▸ **Written request**
Put the lines below into a Markdown table with the columns Row and Line. Number each row, and leave out any blank lines.

▸ **Task material**
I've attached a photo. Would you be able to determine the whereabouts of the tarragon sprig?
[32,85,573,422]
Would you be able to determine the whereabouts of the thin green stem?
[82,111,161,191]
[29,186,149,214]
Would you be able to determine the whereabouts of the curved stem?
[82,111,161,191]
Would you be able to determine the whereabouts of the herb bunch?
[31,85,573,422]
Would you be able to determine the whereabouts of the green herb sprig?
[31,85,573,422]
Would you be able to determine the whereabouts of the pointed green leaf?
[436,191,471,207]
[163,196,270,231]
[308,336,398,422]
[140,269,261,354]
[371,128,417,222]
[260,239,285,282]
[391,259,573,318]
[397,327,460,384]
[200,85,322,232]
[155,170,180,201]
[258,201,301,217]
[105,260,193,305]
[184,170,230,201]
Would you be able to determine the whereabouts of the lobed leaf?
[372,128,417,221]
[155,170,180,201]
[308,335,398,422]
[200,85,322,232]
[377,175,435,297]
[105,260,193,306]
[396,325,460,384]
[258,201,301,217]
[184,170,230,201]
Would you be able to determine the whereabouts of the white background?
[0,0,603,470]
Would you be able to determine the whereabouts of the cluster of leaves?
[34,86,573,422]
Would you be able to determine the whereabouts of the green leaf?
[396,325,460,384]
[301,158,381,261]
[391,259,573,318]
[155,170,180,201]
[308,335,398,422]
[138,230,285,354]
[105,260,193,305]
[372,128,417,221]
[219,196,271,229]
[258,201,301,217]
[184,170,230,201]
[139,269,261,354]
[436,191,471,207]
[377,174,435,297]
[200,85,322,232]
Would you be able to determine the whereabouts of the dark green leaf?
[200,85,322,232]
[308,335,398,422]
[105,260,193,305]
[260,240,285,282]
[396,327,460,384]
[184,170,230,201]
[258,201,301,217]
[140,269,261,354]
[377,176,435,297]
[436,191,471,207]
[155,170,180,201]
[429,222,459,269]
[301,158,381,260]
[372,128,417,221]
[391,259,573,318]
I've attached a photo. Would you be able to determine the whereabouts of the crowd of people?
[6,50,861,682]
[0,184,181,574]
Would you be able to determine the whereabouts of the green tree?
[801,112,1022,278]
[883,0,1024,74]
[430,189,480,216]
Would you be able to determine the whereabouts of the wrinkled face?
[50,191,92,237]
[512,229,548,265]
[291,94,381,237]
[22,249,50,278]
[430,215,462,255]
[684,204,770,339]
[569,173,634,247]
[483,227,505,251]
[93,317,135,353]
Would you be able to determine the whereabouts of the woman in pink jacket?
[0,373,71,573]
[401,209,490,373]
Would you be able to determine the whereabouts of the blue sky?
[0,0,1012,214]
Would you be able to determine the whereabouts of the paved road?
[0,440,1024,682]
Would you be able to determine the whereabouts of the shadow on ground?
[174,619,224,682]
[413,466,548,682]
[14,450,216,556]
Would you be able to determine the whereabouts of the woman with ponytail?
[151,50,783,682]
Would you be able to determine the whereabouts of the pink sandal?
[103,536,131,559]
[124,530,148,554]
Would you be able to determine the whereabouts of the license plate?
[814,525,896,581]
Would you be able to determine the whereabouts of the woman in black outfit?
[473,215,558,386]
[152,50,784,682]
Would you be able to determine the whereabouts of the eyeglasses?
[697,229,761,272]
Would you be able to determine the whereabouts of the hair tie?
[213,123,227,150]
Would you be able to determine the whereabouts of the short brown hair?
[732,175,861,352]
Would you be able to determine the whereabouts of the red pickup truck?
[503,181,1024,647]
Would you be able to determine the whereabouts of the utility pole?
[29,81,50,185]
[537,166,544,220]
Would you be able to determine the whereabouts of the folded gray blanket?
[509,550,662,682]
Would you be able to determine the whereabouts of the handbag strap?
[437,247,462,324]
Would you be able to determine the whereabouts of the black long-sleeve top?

▸ **Answer to this problem**
| Row | Line |
|---|---|
| 1 | I've attached a photo. Would you be able to determine the whereabouts of the tarragon sprig? |
| 2 | [32,85,573,422] |
| 3 | Would you be able to determine the whereabouts of the thin green stem? |
| 4 | [82,111,161,191] |
| 5 | [29,186,149,214] |
| 6 | Would you be able to determine the whereabouts of the curved stem? |
| 7 | [82,111,161,191] |
| 8 | Would you be able to determine the whereabouts of the herb bunch? |
| 9 | [31,85,573,422] |
| 10 | Would you be able to determine the whereabouts of the green herb sprig? |
| 11 | [31,85,573,422] |
| 12 | Would you be able to determine the whereabouts of the pointed green leaf? |
| 13 | [436,191,471,207] |
| 14 | [163,196,270,231] |
| 15 | [308,336,398,422] |
| 16 | [140,269,261,354] |
| 17 | [371,128,417,222] |
| 18 | [260,239,285,282] |
| 19 | [391,259,573,318] |
| 20 | [397,327,460,384] |
| 21 | [200,85,322,232] |
| 22 | [155,170,180,201] |
| 23 | [258,201,301,217] |
| 24 | [105,260,193,305] |
| 25 | [184,170,230,201] |
| 26 | Would you be able to determine the whereabouts of the lobed leaf? |
| 27 | [372,128,417,221] |
| 28 | [155,170,180,201] |
| 29 | [308,335,398,422] |
| 30 | [200,85,322,232] |
| 31 | [377,175,435,297] |
| 32 | [105,260,193,306] |
| 33 | [396,325,460,384] |
| 34 | [258,201,301,217] |
| 35 | [184,170,230,201] |
| 36 | Would you be able to determine the whereabouts of the white background? |
| 37 | [0,0,603,470] |
| 38 | Would you be able to determine the whereabouts of the cluster of leaves? |
| 39 | [34,86,573,422] |
| 40 | Would you be able to determine the whereabouts of the green leaf? |
| 41 | [396,325,460,384] |
| 42 | [301,158,381,261] |
| 43 | [391,259,573,318] |
| 44 | [155,170,180,201] |
| 45 | [308,335,398,422] |
| 46 | [138,230,285,354] |
| 47 | [105,260,193,305] |
| 48 | [372,128,417,221] |
| 49 | [219,196,271,229] |
| 50 | [258,201,301,217] |
| 51 | [184,170,230,201] |
| 52 | [139,269,261,354] |
| 53 | [436,191,471,207] |
| 54 | [377,174,435,297] |
| 55 | [200,85,322,232] |
| 56 | Would you be able to determine the whereabouts of the dark green leaf? |
| 57 | [200,85,322,232] |
| 58 | [308,335,398,422] |
| 59 | [105,260,193,305] |
| 60 | [260,240,285,282] |
| 61 | [396,327,460,384] |
| 62 | [184,170,230,201] |
| 63 | [258,201,301,217] |
| 64 | [140,269,261,354] |
| 65 | [377,176,435,297] |
| 66 | [436,191,471,207] |
| 67 | [155,170,180,201] |
| 68 | [429,222,459,269] |
| 69 | [301,158,381,260] |
| 70 | [372,128,417,221] |
| 71 | [391,259,573,318] |
| 72 | I've attached a photo. Would you be able to determine the whereabouts of the crowd of people? |
| 73 | [6,50,861,682] |
| 74 | [0,184,181,574] |
| 75 | Would you be able to determine the whereabouts of the green tree? |
| 76 | [801,112,1022,278] |
| 77 | [883,0,1024,74] |
| 78 | [430,189,480,216] |
| 79 | Would you be able to determine the whereabouts of the wrinkled face? |
| 80 | [50,191,92,237] |
| 81 | [512,229,548,265] |
| 82 | [291,94,381,237] |
| 83 | [22,249,50,278] |
| 84 | [430,215,462,255] |
| 85 | [684,204,770,339] |
| 86 | [569,173,634,247] |
| 87 | [483,227,505,251] |
| 88 | [93,317,135,353] |
| 89 | Would you be able to determine the whereabouts of the woman in pink jacket? |
| 90 | [0,373,71,573] |
| 91 | [401,209,490,373] |
| 92 | Would you be able to determine the whereabouts of the blue sky? |
| 93 | [0,0,1012,214] |
| 94 | Would you be able to determine the whereabouts of the paved road? |
| 95 | [0,440,1024,682] |
| 96 | Would you be able to determine the whereabouts of the shadow on ground? |
| 97 | [174,619,224,682] |
| 98 | [413,466,548,682] |
| 99 | [14,450,216,556] |
| 100 | Would you be able to determine the whereabouts of the woman with ponytail? |
| 101 | [151,50,783,682] |
| 102 | Would you be able to determine the whereabouts of the pink sandal? |
| 103 | [103,536,131,559] |
| 104 | [124,530,148,554] |
| 105 | Would you be able to determine the whereabouts of the license plate? |
| 106 | [814,525,896,581] |
| 107 | Would you be able to determine the whereabouts of the woman in black outfit? |
| 108 | [473,215,558,386] |
| 109 | [152,50,784,682] |
| 110 | Would you be able to determine the whereabouts of the eyeglasses? |
| 111 | [697,229,761,272] |
| 112 | Would you be able to determine the whereabouts of the hair tie? |
| 113 | [213,123,227,150] |
| 114 | Would you be able to determine the whereabouts of the short brown hair? |
| 115 | [732,175,861,352] |
| 116 | Would you be able to determine the whereabouts of the red pickup truck? |
| 117 | [503,181,1024,647] |
| 118 | Would you be able to determine the whereabouts of the utility pole? |
| 119 | [29,81,50,185] |
| 120 | [537,166,544,220] |
| 121 | Would you be able to determine the whereabouts of the folded gray blanket? |
| 122 | [509,550,662,682] |
| 123 | Would you be able to determine the whereabouts of the handbag strap? |
| 124 | [437,247,462,324] |
| 125 | Would you be able to determine the whereabouts of the black long-sleeve top? |